Text shown:
After having disappeared from public for two years, Bruce Springsteen returned the stage for two nights at the Shrine Auditorium in Los Angeles on Nov. 16-17, 1990. The concerts, which also featured his longtime friends Jackson Browne and Bonnie Raitt, were a benefit for the Christic Institute.

But there was a twist: It was the first time that he was performing solo since 1972, before he had even had an album out. He noted his nerves to the audience upon taking the stage. "This sounds a little funny, but it's been a while since I've done this," he said. "So if you're moved to clap along, please don't. It's gonna mix me up.“ After the first song, “Brilliant Disguise,” he asked for quiet during the songs.

Collection entries:
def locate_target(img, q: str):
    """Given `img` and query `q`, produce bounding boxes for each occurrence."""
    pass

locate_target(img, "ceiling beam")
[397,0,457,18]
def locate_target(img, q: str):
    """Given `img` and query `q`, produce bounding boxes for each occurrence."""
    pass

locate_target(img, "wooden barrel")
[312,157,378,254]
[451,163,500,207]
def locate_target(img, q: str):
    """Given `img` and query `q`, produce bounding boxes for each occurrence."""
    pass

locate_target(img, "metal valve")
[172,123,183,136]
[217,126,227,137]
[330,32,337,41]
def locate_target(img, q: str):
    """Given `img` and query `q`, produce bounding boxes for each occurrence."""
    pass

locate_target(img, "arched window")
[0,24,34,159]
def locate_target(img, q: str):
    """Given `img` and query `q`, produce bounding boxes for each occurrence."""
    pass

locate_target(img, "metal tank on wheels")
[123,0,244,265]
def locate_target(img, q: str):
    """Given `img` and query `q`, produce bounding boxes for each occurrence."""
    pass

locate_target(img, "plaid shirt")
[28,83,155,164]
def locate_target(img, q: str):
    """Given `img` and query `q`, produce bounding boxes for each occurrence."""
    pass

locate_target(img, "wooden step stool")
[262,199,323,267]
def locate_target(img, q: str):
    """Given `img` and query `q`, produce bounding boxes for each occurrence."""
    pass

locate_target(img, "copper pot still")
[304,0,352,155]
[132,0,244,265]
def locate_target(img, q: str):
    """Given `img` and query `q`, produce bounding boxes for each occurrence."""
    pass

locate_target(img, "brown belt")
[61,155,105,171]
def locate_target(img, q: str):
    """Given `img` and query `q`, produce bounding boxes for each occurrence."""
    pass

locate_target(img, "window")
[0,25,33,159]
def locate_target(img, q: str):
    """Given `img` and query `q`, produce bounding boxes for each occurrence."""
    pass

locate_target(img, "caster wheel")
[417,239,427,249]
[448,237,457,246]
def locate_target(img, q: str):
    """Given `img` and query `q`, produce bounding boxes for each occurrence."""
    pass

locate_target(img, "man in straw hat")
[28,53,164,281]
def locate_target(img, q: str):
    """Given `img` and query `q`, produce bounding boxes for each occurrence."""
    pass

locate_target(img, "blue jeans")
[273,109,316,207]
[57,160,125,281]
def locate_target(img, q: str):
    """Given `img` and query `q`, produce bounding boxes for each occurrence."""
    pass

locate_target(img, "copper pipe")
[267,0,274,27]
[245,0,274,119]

Task brief:
Transcribe the text above on Bruce Springsteen's 1990 Shrine Auditorium concerts between "After having disappeared" and "during the songs.", inclusive.

Response for this exercise:
After having disappeared from public for two years, Bruce Springsteen returned the stage for two nights at the Shrine Auditorium in Los Angeles on Nov. 16-17, 1990. The concerts, which also featured his longtime friends Jackson Browne and Bonnie Raitt, were a benefit for the Christic Institute.

But there was a twist: It was the first time that he was performing solo since 1972, before he had even had an album out. He noted his nerves to the audience upon taking the stage. "This sounds a little funny, but it's been a while since I've done this," he said. "So if you're moved to clap along, please don't. It's gonna mix me up.“ After the first song, “Brilliant Disguise,” he asked for quiet during the songs.